→ **Exercise material**
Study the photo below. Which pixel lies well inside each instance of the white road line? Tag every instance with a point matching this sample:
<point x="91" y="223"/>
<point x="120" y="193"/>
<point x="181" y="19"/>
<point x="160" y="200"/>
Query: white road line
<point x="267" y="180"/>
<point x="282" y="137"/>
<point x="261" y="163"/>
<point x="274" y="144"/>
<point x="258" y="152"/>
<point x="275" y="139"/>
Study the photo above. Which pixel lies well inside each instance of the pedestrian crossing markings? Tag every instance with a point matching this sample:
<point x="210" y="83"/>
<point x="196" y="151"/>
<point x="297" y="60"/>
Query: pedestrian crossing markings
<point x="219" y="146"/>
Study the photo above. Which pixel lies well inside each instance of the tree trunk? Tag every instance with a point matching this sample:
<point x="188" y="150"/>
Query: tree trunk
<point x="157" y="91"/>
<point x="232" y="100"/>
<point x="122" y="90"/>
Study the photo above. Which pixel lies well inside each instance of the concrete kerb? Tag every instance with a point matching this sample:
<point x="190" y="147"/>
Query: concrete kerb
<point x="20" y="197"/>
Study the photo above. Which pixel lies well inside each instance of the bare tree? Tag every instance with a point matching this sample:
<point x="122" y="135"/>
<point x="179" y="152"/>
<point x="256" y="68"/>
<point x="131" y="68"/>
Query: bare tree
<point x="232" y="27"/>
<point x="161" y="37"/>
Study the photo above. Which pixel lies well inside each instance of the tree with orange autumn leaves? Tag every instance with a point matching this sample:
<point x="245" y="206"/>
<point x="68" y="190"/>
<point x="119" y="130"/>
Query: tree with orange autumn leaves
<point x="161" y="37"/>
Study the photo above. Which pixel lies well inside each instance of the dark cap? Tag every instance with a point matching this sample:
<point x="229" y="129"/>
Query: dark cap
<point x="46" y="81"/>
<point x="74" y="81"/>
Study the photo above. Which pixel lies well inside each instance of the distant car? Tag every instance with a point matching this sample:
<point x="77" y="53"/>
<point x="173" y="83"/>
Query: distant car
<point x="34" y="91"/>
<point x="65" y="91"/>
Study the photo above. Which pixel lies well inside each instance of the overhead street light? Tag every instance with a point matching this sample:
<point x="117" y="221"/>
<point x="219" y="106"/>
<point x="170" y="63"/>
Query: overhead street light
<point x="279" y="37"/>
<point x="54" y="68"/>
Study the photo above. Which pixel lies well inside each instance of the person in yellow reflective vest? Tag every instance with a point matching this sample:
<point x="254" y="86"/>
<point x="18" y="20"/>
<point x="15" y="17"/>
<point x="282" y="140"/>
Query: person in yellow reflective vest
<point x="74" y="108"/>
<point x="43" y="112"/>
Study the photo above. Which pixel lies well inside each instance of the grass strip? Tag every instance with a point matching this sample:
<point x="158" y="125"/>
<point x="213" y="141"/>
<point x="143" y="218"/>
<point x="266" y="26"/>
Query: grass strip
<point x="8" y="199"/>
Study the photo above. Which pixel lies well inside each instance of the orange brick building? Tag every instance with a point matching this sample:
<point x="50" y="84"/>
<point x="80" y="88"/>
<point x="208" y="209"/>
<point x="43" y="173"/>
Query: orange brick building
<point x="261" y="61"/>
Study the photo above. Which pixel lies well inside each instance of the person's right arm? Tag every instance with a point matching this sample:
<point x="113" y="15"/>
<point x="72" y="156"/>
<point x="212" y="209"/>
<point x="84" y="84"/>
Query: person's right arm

→ **Task directions**
Arrange all the lines above into a Markdown table with two columns, Number and Line, putting each line in its own row and omitting blank lines.

→ **Complete output**
| Number | Line |
|---|---|
| 1 | Study the photo below. Which pixel lies well inside each instance of the white road line? Tag every instance with a point matching this sample: |
| 2 | <point x="91" y="223"/> |
| 3 | <point x="120" y="193"/> |
| 4 | <point x="181" y="19"/> |
| 5 | <point x="160" y="200"/> |
| 6 | Query: white road line |
| 7 | <point x="267" y="180"/> |
| 8 | <point x="282" y="137"/> |
| 9 | <point x="261" y="163"/> |
| 10 | <point x="274" y="144"/> |
| 11 | <point x="258" y="152"/> |
| 12 | <point x="275" y="139"/> |
| 13 | Study the photo above. Which pixel lies well inside each instance of the pedestrian crossing markings? Tag every instance with a point matching this sample: |
| 14 | <point x="210" y="83"/> |
| 15 | <point x="196" y="151"/> |
| 16 | <point x="297" y="60"/> |
| 17 | Query: pedestrian crossing markings |
| 18 | <point x="219" y="146"/> |
| 19 | Study the photo above. Which pixel lies well inside each instance of the tree trunk? Tag every instance with a point matching this sample: |
| 20 | <point x="188" y="150"/> |
| 21 | Query: tree trunk |
| 22 | <point x="157" y="91"/> |
| 23 | <point x="232" y="100"/> |
| 24 | <point x="122" y="90"/> |
| 25 | Study the photo above. Which pixel lies well inside each instance of the concrete kerb? Tag every instance with a point matching this sample: |
| 26 | <point x="190" y="147"/> |
| 27 | Query: concrete kerb |
| 28 | <point x="20" y="197"/> |
| 29 | Study the photo above. Which pixel lies well inside each instance of the bare tree? Tag every instance with a point matching this sample: |
| 30 | <point x="122" y="135"/> |
| 31 | <point x="179" y="152"/> |
| 32 | <point x="256" y="68"/> |
| 33 | <point x="131" y="68"/> |
| 34 | Query: bare tree |
| 35 | <point x="232" y="27"/> |
| 36 | <point x="161" y="37"/> |
| 37 | Study the photo above. Which pixel lies well inside each instance of the tree with orange autumn leaves? Tag every instance with a point matching this sample: |
| 38 | <point x="245" y="206"/> |
| 39 | <point x="68" y="190"/> |
| 40 | <point x="119" y="130"/> |
| 41 | Query: tree with orange autumn leaves |
| 42 | <point x="161" y="37"/> |
| 43 | Study the photo above. Which pixel lies well inside each instance of the dark cap? Tag every instance with a point matching this sample: |
| 44 | <point x="229" y="129"/> |
| 45 | Query: dark cap |
| 46 | <point x="46" y="81"/> |
| 47 | <point x="74" y="81"/> |
| 48 | Study the photo above. Which pixel lies well inside each instance of the distant car? Tag every instance with a point matching this sample: |
| 49 | <point x="77" y="53"/> |
| 50 | <point x="173" y="83"/> |
| 51 | Query: distant car |
| 52 | <point x="34" y="91"/> |
| 53 | <point x="65" y="91"/> |
| 54 | Study the photo above. Which pixel lies well inside each instance of the overhead street light? Tag every instance with a point matching this sample: |
| 55 | <point x="117" y="221"/> |
| 56 | <point x="219" y="106"/> |
| 57 | <point x="170" y="63"/> |
| 58 | Query: overhead street light |
| 59 | <point x="279" y="37"/> |
| 60 | <point x="54" y="68"/> |
| 61 | Study the photo above. Which pixel lies well inside each instance of the person in yellow reflective vest? Tag every instance with a point matching this sample: |
| 62 | <point x="254" y="86"/> |
| 63 | <point x="18" y="20"/> |
| 64 | <point x="15" y="17"/> |
| 65 | <point x="282" y="140"/> |
| 66 | Query: person in yellow reflective vest |
| 67 | <point x="74" y="108"/> |
| 68 | <point x="43" y="112"/> |
| 69 | Study the photo above. Which pixel lies well inside each instance of the grass strip? Tag every instance with a point matching this sample: |
| 70 | <point x="158" y="125"/> |
| 71 | <point x="213" y="141"/> |
| 72 | <point x="143" y="218"/> |
| 73 | <point x="266" y="26"/> |
| 74 | Query: grass strip |
| 75 | <point x="8" y="199"/> |
| 76 | Study the photo above. Which pixel lies well inside each instance of the orange brick building? Tag every instance with a point matching this sample: |
| 77 | <point x="50" y="84"/> |
| 78 | <point x="80" y="88"/> |
| 79 | <point x="208" y="209"/> |
| 80 | <point x="43" y="173"/> |
| 81 | Query: orange brick building |
| 82 | <point x="261" y="61"/> |
| 83 | Study the photo above. Which pixel lies well inside each instance of the person's right arm? Tag every instance with a point matching this sample: |
| 84 | <point x="113" y="15"/> |
| 85 | <point x="72" y="156"/> |
| 86 | <point x="212" y="209"/> |
| 87 | <point x="84" y="84"/> |
| 88 | Query: person's right arm |